Task ::
Write out the listing below again, precisely as it is given.

Available data ::
* Start *

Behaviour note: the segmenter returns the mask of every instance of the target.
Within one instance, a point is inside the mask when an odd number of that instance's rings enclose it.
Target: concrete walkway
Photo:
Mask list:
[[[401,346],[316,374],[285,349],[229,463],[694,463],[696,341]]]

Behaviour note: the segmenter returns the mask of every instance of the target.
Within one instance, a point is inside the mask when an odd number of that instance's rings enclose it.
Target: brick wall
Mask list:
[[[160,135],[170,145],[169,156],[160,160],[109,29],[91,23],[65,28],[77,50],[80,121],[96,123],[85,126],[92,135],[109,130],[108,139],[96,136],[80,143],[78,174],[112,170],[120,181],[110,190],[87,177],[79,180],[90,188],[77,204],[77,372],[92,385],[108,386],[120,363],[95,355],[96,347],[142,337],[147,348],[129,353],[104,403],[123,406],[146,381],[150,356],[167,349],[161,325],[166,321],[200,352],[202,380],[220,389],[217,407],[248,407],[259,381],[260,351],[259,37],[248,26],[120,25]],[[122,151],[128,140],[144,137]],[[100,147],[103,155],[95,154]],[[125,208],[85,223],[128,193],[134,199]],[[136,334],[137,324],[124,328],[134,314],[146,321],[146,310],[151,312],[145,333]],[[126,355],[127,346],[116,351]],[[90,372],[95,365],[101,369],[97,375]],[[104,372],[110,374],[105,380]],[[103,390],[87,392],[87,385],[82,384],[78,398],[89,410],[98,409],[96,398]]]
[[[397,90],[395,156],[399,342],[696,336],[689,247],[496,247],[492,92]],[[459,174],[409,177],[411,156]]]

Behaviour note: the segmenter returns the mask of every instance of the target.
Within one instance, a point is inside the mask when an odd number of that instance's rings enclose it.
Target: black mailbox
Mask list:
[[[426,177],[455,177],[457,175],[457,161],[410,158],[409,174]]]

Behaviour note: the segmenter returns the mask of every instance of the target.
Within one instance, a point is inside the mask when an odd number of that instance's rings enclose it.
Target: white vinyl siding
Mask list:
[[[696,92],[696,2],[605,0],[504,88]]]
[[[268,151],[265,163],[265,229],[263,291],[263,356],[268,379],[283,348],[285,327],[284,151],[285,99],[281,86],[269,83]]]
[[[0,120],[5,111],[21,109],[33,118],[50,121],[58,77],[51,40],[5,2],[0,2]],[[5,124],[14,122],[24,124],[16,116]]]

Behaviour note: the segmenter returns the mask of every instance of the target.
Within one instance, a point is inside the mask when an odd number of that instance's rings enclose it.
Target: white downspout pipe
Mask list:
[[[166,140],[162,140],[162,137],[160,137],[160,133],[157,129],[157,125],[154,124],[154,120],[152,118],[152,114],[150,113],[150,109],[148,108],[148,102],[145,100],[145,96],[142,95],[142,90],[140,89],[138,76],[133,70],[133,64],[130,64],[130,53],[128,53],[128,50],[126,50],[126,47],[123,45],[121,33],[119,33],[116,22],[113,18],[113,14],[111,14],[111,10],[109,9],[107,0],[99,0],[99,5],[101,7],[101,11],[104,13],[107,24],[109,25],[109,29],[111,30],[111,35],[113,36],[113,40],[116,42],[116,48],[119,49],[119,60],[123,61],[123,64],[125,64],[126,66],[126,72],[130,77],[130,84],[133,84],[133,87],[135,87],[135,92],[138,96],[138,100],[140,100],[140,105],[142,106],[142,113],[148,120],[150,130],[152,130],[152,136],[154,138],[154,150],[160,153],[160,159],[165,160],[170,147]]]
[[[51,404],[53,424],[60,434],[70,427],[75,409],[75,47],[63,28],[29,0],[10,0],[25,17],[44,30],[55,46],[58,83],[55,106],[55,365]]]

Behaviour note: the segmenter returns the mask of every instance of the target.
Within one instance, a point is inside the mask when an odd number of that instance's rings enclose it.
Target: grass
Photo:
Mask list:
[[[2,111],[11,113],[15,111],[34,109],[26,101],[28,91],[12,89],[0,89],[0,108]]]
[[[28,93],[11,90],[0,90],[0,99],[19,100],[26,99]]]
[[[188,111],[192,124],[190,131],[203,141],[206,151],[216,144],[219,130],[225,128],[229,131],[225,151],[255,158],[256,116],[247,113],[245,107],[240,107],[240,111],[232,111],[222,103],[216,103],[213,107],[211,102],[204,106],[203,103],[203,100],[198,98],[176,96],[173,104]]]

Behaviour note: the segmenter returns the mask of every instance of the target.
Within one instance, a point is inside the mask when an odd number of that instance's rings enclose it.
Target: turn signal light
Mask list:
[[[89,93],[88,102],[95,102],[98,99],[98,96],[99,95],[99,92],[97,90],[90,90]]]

* End *

Written solution ::
Behaviour note: the segmenter returns the mask of every instance of the target.
Within one instance, a point is inside the mask when an odd number of that instance's rings enclose it.
Target: concrete walkway
Photo:
Mask list:
[[[401,346],[316,374],[285,349],[229,463],[694,463],[696,341]]]

Behaviour note: the segmenter returns the mask of every instance of the target.
Within one instance, a point is inside the mask when an odd number of that instance's rings enclose it.
Target: brick wall
Mask list:
[[[160,135],[170,145],[169,156],[160,160],[109,29],[91,23],[65,28],[77,50],[80,121],[96,123],[85,126],[92,135],[109,130],[108,139],[96,136],[80,143],[78,174],[112,170],[120,181],[110,190],[87,177],[79,180],[90,188],[77,204],[77,372],[92,385],[108,386],[120,363],[95,355],[96,347],[142,337],[147,348],[129,353],[104,403],[123,406],[146,381],[150,356],[167,349],[161,325],[166,321],[200,352],[202,380],[220,389],[217,407],[248,407],[259,381],[260,351],[259,37],[248,26],[120,25]],[[122,151],[128,140],[144,137]],[[100,147],[103,155],[95,154]],[[125,208],[85,223],[128,193],[134,199]],[[136,334],[137,324],[124,328],[134,314],[146,321],[146,310],[151,312],[145,333]],[[126,355],[127,346],[116,351]],[[90,372],[95,365],[101,369],[97,375]],[[104,372],[110,374],[105,380]],[[103,390],[87,392],[87,385],[82,384],[78,398],[89,410],[98,409],[96,398]]]
[[[397,90],[395,156],[399,342],[696,336],[689,247],[496,247],[492,92]],[[459,174],[409,177],[411,156]]]

Behaviour note: the segmenter returns the mask of every instance of the target.
Within one instance, a point is inside the mask when an odd number of that instance's rings enclose it.
Target: black mailbox
Mask list:
[[[426,177],[455,177],[457,175],[457,161],[410,158],[409,174]]]

Behaviour note: the segmenter returns the mask of every instance of the target.
Within one instance, a point is inside the mask when an odd number of that instance's rings enclose it.
Target: white vinyl siding
Mask list:
[[[696,92],[696,2],[605,0],[504,88]]]
[[[268,151],[265,163],[265,229],[263,291],[263,356],[268,379],[283,348],[285,327],[284,151],[285,99],[281,86],[269,83]]]
[[[0,120],[5,111],[21,109],[33,118],[50,121],[58,77],[51,40],[5,2],[0,2]],[[5,124],[14,122],[24,124],[16,116]]]

Behaviour note: the segmenter returns the mask of every instance of the target.
Within one instance, a point is inside the mask when an odd number of that instance's rings enclose it.
Target: white downspout pipe
Mask list:
[[[166,140],[162,140],[162,137],[160,137],[160,133],[157,129],[157,125],[154,124],[154,120],[152,118],[152,114],[150,113],[150,109],[148,108],[148,102],[145,100],[145,96],[142,95],[142,90],[140,89],[138,76],[133,70],[133,64],[130,64],[130,53],[128,53],[128,50],[126,50],[126,47],[123,45],[121,33],[119,33],[116,22],[113,18],[113,14],[111,14],[111,10],[109,9],[107,0],[99,0],[99,5],[101,7],[101,11],[104,13],[107,24],[109,25],[109,29],[111,30],[111,35],[113,36],[113,40],[116,42],[116,48],[119,49],[119,60],[123,61],[123,64],[125,64],[126,66],[126,72],[130,77],[130,84],[133,84],[133,87],[135,87],[135,92],[138,96],[138,100],[140,100],[140,105],[142,106],[142,113],[148,120],[150,130],[152,130],[152,136],[154,138],[154,150],[160,153],[160,159],[165,160],[170,147]]]
[[[51,404],[53,424],[60,434],[70,427],[75,409],[75,47],[63,28],[29,0],[10,0],[25,17],[44,30],[55,46],[58,83],[55,106],[55,365]]]

Behaviour note: the segmenter returns the mask of every instance of the target.
Within one instance, a point is inside the mask when an odd number of that instance's rings enclose it.
Target: grass
Photo:
Mask list:
[[[2,111],[11,113],[15,111],[34,109],[26,101],[28,91],[12,89],[0,89],[0,108]]]
[[[28,93],[11,90],[0,90],[0,99],[19,100],[26,99]]]
[[[188,111],[192,124],[190,131],[203,141],[206,151],[216,144],[219,130],[225,128],[229,131],[225,151],[255,158],[256,116],[247,113],[245,107],[240,107],[240,111],[232,111],[222,103],[216,103],[213,107],[211,102],[204,106],[203,103],[203,100],[198,98],[176,96],[173,104]]]

Behaviour note: the segmenter returns the mask of every instance of the target.
Within one instance, a point is inside the mask when an odd number of that instance's rings enclose it.
Target: turn signal light
Mask list:
[[[89,93],[88,102],[95,102],[98,99],[98,96],[99,95],[99,92],[97,90],[90,90]]]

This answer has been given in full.